Reproduce in full the data from the line containing "Annotation guideline. For every instance of the dead" through the line containing "[(68, 119), (311, 109)]", shifting every coordinate value in the answers up by 138 and leaving all other text unchanged.
-=-=-=-=-
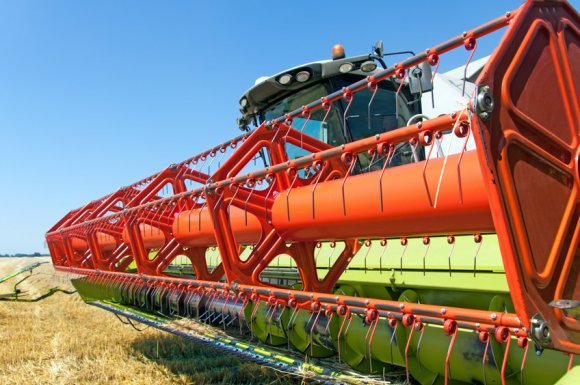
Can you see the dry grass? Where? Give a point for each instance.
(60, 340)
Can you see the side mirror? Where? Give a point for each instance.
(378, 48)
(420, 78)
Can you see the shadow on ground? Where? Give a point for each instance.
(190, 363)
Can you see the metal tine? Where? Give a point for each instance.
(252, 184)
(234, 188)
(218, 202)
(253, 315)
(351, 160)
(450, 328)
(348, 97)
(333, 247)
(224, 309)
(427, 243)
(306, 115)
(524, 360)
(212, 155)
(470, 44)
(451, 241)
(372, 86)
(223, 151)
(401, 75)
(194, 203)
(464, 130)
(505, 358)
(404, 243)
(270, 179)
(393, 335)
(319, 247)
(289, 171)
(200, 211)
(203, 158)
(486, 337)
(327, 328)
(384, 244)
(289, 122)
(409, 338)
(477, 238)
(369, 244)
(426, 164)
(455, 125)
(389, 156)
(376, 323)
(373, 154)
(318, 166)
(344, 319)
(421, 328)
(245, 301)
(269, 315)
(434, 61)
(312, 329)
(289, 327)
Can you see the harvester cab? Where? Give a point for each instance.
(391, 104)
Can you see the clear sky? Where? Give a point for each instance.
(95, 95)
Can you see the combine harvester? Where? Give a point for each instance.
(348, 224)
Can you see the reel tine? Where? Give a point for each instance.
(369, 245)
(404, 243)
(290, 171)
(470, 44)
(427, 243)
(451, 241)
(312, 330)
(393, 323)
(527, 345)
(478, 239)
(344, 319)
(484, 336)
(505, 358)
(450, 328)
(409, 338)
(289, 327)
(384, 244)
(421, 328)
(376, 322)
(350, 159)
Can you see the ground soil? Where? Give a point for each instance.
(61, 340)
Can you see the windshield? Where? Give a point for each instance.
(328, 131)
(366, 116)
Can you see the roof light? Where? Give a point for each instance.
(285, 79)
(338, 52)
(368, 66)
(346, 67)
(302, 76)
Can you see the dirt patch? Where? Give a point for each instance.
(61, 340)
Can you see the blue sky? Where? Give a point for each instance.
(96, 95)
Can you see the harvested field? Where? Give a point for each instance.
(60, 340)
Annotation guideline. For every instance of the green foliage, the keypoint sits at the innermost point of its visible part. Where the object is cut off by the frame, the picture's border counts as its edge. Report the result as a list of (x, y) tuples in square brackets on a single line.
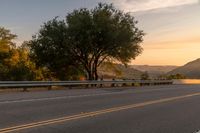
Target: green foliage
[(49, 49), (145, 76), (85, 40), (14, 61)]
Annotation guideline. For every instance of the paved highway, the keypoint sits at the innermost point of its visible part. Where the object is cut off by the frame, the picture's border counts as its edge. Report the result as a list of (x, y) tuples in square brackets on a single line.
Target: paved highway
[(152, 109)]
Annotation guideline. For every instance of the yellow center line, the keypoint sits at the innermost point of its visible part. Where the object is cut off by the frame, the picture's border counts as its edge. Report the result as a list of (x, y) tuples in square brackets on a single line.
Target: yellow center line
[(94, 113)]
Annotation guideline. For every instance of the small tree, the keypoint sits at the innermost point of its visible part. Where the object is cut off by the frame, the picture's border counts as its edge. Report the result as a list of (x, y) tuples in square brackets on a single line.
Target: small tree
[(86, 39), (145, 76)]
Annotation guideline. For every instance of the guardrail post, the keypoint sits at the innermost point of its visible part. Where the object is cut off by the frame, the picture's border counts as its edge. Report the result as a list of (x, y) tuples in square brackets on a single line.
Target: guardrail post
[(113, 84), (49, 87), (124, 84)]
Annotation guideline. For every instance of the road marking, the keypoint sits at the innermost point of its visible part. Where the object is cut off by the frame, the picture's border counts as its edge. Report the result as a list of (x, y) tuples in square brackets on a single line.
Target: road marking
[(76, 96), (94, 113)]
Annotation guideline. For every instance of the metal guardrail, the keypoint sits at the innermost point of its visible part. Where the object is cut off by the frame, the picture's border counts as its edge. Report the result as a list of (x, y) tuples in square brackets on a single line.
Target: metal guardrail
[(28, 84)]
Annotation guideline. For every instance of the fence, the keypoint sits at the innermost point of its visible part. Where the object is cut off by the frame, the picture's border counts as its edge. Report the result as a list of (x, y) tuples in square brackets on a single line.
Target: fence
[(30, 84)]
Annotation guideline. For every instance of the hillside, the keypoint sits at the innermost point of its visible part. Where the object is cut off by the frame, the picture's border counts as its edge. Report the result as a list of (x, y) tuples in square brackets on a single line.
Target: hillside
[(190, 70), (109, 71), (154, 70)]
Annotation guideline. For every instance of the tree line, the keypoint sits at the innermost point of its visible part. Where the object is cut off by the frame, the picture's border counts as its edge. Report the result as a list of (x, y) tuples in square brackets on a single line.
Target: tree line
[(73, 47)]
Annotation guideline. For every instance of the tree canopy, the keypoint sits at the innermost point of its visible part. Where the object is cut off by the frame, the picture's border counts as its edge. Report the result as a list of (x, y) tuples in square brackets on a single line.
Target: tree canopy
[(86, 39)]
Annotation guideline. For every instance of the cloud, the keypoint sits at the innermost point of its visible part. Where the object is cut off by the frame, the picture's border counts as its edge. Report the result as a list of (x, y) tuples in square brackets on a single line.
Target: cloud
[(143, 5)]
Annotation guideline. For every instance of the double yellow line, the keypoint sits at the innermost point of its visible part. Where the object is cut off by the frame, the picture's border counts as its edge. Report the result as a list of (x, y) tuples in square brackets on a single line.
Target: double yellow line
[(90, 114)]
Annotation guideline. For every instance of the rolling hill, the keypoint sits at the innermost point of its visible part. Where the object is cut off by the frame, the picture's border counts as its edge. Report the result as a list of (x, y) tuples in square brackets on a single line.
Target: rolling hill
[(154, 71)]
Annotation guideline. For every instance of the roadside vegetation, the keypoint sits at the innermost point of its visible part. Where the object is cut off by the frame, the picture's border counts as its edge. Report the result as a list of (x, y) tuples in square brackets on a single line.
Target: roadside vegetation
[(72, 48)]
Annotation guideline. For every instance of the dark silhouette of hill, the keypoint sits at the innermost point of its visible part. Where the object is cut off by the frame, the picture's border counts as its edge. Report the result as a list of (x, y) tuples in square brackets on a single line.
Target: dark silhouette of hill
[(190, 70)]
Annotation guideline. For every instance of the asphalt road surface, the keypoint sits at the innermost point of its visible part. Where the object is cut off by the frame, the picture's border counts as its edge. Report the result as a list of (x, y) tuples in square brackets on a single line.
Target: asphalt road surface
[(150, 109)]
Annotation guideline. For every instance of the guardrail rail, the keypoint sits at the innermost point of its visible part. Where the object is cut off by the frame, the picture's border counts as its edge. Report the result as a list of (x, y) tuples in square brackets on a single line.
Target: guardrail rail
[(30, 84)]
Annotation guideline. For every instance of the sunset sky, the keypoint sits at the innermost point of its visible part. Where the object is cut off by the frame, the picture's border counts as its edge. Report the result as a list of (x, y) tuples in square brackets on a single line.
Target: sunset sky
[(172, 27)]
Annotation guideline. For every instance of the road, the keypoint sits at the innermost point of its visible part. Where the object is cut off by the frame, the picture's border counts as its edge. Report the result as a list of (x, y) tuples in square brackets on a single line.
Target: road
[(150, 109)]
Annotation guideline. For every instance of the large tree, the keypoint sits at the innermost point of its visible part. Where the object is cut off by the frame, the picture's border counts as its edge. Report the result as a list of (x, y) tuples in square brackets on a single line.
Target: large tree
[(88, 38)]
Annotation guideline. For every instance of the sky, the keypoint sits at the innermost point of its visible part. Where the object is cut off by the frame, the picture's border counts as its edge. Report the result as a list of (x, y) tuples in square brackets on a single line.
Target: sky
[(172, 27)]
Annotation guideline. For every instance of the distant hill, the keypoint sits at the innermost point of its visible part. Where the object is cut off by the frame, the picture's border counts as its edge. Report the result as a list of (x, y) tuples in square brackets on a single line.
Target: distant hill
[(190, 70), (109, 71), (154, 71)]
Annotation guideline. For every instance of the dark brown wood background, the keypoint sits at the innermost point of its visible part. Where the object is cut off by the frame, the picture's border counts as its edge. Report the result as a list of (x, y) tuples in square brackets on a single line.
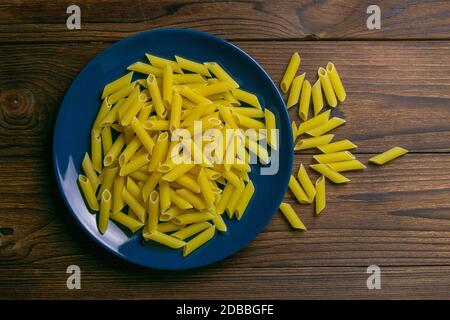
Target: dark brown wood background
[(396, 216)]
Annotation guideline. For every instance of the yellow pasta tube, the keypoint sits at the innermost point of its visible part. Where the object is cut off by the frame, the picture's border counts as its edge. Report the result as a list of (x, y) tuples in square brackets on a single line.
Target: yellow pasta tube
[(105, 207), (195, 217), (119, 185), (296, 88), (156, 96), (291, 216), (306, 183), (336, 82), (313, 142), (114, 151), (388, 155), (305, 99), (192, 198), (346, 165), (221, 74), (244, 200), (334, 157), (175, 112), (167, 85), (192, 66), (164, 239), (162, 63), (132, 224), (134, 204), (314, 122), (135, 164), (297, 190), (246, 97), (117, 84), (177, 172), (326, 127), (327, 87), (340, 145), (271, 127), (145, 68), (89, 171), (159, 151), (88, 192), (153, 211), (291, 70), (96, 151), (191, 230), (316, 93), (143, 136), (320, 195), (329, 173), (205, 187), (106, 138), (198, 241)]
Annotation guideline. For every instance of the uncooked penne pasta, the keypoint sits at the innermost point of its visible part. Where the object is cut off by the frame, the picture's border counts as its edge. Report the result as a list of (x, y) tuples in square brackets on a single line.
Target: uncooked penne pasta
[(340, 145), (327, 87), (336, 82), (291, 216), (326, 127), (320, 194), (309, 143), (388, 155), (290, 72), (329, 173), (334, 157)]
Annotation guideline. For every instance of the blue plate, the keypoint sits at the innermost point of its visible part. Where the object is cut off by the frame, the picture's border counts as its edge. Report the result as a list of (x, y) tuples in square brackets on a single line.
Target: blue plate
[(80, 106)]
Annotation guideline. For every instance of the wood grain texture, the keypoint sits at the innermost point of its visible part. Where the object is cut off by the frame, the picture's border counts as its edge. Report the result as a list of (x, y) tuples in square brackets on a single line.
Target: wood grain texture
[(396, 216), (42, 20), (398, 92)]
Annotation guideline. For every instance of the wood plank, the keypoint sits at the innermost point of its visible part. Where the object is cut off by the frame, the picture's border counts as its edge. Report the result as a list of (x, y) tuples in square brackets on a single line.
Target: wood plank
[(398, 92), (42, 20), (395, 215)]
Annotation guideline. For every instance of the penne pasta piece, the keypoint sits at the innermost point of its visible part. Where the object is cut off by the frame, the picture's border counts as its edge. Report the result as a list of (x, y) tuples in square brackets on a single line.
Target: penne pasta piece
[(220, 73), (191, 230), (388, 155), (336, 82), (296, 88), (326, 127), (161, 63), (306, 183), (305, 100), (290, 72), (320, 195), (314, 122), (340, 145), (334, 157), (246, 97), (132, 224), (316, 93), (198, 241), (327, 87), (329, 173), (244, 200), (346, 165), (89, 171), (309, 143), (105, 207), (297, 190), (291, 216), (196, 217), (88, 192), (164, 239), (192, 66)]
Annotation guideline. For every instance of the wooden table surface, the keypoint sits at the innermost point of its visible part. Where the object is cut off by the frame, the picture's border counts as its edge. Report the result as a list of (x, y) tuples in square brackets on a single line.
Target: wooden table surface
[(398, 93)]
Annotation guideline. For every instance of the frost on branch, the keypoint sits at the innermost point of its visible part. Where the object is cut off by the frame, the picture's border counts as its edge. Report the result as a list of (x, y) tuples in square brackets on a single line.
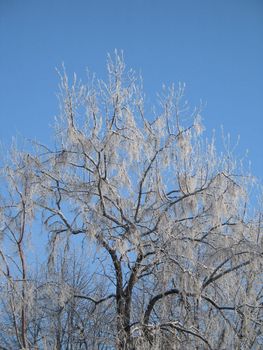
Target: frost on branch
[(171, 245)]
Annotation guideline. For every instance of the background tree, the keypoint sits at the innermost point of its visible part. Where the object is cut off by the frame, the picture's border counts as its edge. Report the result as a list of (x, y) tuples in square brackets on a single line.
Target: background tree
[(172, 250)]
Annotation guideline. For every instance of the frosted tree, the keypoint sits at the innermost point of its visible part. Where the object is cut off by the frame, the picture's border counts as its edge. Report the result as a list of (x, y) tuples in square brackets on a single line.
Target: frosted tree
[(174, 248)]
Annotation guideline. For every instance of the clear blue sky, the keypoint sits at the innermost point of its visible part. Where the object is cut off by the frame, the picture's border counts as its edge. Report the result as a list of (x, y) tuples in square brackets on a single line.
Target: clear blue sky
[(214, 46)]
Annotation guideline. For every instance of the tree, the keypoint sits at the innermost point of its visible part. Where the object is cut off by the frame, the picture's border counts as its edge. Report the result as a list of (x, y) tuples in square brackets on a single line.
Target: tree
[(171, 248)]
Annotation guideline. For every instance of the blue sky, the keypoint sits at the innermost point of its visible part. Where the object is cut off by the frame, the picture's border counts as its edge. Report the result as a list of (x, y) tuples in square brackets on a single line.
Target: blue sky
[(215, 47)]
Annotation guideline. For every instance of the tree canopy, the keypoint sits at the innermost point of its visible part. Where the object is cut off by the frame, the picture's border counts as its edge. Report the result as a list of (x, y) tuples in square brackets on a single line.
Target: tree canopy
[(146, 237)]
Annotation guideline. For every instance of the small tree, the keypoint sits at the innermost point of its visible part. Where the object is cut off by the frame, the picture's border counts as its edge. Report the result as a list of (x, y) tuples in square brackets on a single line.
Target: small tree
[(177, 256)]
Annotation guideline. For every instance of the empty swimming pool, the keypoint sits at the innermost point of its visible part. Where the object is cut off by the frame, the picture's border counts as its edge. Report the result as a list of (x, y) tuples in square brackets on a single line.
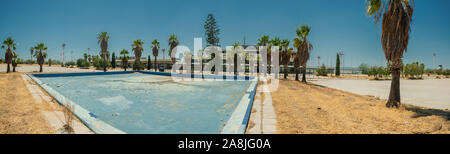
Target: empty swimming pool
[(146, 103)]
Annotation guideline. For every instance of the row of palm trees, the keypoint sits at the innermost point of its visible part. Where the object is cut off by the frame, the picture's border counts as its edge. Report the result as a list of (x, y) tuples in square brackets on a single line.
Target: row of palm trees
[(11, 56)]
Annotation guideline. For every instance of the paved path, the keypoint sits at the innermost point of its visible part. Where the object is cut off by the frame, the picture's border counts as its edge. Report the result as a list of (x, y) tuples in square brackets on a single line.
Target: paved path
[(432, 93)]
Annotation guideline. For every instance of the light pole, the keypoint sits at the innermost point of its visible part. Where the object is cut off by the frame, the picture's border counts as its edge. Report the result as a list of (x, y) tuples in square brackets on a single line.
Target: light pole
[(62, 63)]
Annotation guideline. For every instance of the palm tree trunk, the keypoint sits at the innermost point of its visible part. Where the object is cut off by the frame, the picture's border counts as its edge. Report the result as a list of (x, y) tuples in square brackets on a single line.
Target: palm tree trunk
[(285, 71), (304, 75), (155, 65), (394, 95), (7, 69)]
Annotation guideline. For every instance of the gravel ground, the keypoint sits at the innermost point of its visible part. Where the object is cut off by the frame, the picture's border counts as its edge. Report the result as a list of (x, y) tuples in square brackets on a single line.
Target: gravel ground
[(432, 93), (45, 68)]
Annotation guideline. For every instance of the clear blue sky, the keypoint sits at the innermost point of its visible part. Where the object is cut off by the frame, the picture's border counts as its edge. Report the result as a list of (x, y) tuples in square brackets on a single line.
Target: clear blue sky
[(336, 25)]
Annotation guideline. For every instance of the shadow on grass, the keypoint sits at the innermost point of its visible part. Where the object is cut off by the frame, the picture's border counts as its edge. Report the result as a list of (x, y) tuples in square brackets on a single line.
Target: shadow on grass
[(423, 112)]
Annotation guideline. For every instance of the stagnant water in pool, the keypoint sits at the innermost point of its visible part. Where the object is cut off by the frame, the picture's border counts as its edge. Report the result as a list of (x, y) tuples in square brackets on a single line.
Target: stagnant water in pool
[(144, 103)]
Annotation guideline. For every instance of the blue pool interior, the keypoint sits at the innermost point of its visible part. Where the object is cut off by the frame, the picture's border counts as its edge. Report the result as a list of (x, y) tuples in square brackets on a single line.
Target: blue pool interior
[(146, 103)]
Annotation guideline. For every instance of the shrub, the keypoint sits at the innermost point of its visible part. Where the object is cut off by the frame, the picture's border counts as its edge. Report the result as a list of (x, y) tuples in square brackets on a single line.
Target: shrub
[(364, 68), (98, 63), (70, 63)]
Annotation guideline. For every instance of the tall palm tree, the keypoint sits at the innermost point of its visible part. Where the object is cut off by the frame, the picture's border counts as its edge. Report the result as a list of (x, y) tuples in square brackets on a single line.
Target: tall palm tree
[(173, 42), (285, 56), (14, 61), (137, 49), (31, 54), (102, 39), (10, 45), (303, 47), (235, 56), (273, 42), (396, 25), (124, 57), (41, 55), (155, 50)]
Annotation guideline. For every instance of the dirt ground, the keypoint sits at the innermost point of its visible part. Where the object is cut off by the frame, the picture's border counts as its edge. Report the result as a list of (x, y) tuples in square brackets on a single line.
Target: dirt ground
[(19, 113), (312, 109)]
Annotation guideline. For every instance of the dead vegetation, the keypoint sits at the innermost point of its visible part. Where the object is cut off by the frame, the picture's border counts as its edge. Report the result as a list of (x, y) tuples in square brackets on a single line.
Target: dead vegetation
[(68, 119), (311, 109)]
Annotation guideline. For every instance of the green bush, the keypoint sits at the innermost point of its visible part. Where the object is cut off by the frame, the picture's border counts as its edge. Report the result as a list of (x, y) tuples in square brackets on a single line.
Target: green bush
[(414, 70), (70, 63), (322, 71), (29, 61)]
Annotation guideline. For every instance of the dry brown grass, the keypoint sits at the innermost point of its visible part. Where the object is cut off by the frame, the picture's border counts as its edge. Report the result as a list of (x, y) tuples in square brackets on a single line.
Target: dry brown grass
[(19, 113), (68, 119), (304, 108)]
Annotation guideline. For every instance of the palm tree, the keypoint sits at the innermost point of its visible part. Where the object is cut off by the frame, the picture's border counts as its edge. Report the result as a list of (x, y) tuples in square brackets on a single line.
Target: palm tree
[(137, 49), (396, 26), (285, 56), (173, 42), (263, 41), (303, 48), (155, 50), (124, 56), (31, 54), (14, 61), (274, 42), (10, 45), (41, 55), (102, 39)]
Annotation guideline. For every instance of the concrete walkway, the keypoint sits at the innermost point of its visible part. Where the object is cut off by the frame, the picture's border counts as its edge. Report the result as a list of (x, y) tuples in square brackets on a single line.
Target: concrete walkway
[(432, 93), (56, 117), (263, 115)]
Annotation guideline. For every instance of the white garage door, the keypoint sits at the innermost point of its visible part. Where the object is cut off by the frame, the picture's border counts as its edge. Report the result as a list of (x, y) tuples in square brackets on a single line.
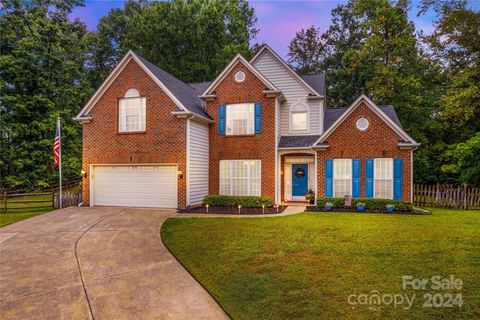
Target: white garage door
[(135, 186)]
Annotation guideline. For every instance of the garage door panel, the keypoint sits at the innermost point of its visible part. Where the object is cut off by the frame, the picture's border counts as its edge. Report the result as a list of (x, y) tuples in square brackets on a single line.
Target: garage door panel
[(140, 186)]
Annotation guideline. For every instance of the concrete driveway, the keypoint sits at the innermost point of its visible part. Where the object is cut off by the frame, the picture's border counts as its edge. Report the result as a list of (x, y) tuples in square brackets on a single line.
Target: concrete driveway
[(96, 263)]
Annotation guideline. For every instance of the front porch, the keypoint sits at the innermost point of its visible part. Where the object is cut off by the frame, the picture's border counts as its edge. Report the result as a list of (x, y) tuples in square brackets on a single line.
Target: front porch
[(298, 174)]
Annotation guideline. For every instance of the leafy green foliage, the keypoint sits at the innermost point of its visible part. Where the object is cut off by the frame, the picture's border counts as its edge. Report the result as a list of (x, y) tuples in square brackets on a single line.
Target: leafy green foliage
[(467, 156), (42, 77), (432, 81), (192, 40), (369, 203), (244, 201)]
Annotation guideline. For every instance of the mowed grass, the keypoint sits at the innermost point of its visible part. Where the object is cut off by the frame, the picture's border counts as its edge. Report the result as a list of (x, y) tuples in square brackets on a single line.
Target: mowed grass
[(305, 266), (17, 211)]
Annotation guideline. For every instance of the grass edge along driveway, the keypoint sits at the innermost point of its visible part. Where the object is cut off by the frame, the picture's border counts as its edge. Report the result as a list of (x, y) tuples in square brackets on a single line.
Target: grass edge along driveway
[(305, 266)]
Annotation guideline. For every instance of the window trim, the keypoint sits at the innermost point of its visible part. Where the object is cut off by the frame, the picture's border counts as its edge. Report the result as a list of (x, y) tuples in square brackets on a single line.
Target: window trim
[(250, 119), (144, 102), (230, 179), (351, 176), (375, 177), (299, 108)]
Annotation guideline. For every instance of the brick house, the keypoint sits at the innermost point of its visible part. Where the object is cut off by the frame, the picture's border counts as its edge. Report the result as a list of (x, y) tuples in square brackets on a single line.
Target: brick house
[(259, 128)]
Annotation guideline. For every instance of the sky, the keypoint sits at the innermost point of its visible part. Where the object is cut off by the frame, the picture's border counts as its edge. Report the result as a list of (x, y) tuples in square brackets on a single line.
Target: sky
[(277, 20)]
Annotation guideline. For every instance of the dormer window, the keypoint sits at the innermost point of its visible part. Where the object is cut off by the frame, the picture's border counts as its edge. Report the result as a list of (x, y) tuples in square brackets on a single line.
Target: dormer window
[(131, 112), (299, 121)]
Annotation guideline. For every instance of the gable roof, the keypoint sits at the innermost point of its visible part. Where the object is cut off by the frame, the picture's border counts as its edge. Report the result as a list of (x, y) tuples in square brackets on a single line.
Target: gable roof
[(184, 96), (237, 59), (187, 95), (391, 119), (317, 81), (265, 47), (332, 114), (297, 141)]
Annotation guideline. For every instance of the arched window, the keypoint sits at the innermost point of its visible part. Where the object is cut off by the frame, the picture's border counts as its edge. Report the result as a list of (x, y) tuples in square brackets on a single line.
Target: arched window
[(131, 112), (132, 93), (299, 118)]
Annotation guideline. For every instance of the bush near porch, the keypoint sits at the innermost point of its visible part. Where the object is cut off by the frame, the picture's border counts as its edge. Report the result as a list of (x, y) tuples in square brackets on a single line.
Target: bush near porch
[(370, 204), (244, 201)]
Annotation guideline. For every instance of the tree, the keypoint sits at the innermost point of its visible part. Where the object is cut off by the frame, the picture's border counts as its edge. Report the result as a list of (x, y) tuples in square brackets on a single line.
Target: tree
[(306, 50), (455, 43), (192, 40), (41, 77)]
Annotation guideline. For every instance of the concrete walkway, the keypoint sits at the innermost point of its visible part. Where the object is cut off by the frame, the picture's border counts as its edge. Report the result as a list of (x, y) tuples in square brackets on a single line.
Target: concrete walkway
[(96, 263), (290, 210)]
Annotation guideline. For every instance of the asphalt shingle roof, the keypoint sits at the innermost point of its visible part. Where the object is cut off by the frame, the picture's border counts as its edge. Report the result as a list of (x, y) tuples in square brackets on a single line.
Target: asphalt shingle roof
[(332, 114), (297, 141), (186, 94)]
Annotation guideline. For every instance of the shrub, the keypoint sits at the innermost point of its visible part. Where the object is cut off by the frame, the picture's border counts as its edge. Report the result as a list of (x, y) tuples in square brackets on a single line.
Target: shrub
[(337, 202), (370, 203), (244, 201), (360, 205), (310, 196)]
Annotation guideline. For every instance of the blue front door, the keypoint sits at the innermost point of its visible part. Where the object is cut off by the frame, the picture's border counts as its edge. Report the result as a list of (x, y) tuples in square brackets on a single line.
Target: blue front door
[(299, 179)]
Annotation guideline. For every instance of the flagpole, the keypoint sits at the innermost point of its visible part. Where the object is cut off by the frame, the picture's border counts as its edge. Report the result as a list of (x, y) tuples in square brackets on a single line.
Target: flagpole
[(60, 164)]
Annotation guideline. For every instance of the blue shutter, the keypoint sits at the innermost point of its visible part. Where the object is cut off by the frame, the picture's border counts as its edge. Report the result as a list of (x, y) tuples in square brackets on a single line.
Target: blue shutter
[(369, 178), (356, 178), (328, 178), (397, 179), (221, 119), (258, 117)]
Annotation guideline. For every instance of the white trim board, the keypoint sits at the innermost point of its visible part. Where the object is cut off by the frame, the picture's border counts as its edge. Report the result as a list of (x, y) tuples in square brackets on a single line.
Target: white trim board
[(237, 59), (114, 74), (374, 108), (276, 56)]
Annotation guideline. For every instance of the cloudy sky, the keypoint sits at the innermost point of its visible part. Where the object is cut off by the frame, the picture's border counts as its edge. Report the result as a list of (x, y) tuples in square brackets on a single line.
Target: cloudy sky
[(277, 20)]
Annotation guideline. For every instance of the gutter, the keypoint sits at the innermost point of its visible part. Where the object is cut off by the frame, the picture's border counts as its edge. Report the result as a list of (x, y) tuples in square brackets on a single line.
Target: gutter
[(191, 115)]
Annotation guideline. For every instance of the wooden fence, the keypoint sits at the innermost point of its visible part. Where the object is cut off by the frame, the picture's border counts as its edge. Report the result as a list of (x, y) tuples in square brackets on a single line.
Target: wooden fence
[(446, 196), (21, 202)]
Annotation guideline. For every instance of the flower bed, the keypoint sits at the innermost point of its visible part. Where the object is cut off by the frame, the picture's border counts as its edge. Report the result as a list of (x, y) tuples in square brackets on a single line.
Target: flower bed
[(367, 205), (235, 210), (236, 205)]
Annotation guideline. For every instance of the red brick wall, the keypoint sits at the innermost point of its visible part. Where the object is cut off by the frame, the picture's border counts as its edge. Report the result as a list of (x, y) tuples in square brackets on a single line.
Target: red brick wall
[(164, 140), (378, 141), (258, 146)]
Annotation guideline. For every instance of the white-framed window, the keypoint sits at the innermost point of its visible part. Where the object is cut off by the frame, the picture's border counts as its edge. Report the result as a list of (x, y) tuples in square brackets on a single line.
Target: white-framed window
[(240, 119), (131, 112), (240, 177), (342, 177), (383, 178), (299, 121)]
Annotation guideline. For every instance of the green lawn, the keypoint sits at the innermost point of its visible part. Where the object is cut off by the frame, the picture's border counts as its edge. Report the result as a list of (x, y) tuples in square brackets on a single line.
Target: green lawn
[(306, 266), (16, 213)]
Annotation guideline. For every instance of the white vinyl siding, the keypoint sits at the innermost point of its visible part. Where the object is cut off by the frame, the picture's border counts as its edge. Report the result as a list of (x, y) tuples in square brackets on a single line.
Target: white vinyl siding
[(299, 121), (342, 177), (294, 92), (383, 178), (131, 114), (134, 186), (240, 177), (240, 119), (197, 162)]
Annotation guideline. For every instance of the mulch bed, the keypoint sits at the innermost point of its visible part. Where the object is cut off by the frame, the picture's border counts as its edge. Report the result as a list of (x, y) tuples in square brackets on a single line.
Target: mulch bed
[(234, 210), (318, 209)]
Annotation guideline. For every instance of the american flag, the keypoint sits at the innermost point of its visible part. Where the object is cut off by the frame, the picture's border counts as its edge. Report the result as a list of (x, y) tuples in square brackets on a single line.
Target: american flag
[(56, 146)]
-=-=-=-=-
Result for this task:
Annotation guideline. For every instance of the dead vegetation, the keypoint sits at the innermost point of its visible part. Where the object is cut off by the frame, the picture's border counts as its edge. Report the result as a list of (x, y) tuples in square brackets on a single line.
Target: dead vegetation
[(206, 257), (449, 247)]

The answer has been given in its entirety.